>> Begin EXTRACT PROVIDED

This letter will confirm the terms of your consulting arrangement with Asbury Automotive Group, Inc. (“Asbury”).

 

  1. Asbury hereby engages you to provide legal consulting services, as requested from time to time by members of Asbury’s senior management team or their designees and Asbury’s Legal Department staff. Your consulting services will cover advice on legal matters similar to those for which you were responsible as General Counsel, as well as other matters within your area of expertise. You services may also include transition advice to your successor as general counsel as well as specific projects the new general counsel may request.

 

  2. Asbury commits to retaining you as a full time consultant for the month of April 2009 and you commit to providing consulting services full time during this time period. Thereafter, you will provide services as Asbury requests and as your availability allows.

>> End EXTRACT PROVIDED

▶ _TASKS TO COMPLETE_:
1) In the consulting letter, substitute "executive leadership team" for "senior management team" and write out the passage starting with "This letter will" and going on through "counsel may request.".
2) Pick up the consulting letter after its last sentence and write what comes next.

>> Begin DATA EXCERPTS

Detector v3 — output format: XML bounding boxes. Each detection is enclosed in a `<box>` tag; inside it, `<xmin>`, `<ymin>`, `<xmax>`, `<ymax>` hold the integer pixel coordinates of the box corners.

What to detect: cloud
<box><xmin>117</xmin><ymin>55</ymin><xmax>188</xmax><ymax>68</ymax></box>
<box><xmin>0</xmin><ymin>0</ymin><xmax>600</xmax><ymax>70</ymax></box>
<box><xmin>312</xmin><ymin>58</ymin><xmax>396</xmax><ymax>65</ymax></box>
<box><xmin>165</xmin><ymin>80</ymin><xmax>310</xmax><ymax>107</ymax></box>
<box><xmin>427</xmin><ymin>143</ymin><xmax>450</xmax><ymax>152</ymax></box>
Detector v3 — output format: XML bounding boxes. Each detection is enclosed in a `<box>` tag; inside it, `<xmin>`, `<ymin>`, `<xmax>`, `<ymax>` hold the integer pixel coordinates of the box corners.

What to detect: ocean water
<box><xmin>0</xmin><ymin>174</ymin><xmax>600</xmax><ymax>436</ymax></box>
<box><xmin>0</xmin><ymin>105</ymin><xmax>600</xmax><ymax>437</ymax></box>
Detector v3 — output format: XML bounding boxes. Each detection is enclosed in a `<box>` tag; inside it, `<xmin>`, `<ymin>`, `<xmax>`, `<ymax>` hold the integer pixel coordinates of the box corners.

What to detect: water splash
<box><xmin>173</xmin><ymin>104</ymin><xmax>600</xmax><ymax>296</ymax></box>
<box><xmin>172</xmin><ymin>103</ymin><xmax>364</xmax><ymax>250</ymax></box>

>> End DATA EXCERPTS

▶ _ANSWERS BY TASK_:
1)
This letter will confirm the terms of your consulting arrangement with Asbury Automotive Group, Inc. (“Asbury”).

 

  1. Asbury hereby engages you to provide legal consulting services, as requested from time to time by members of Asbury’s executive leadership team or their designees and Asbury’s Legal Department staff. Your consulting services will cover advice on legal matters similar to those for which you were responsible as General Counsel, as well as other matters within your area of expertise. You services may also include transition advice to your successor as general counsel as well as specific projects the new general counsel may request.

2)
  3. The consulting services you provide Asbury under this arrangement are those of an independent contractor and do not create an employer-employee relationship. You are solely responsible for the payment of all federal, state and local taxes.

 

  4. To facilitate your consulting services to Asbury, you will have full time access to Asbury’s Stamford, CT office and all office support, including cell phone, telephone, Asbury email and internet connectivity, during April 2009, and thereafter as long as space and facilities are available.

 

  5. In consideration for your services, Asbury will pay you a consulting fee of $45,000 for April 2009. Thereafter, Asbury will pay you $2250 per full day, prorated for less than 8 hours per day. Asbury will reimburse you for reasonable travel expenses, pursuant to its T&E policies, incurred in connection with providing consulting services, provided such expenses are approved in advance.


  6. You acknowledge that in providing consulting services to Asbury, you may have access to confidential business and financial information of Asbury and its affiliates. You agree that you will not use or divulge any such confidential information without the prior written consent of Asbury. This provision will survive termination of this agreement.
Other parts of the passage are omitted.